● Task details:
Transcribe the entries exactly; images are not part of the copy.

● Extracted records:
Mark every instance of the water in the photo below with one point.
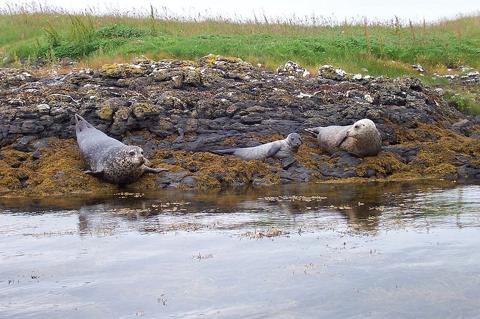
(321, 251)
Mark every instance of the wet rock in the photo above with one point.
(174, 106)
(407, 154)
(172, 179)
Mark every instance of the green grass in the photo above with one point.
(383, 49)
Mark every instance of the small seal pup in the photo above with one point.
(361, 138)
(109, 158)
(281, 149)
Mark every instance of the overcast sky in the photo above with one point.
(339, 9)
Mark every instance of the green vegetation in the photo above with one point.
(383, 49)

● Answer section:
Mark every instance of the water in the photo below with one point.
(321, 251)
Mark every instance of the wet rock in the photo above with one point.
(174, 106)
(407, 154)
(172, 179)
Mark every instance of the green grass in the photo above with one point.
(383, 49)
Mark every instance of the small seal pup in the photo above with one point.
(361, 138)
(109, 158)
(281, 149)
Mark every instance of the overcast sky in the photo above with one point.
(339, 9)
Mark every instance of the green vegetation in the photo above with one point.
(383, 49)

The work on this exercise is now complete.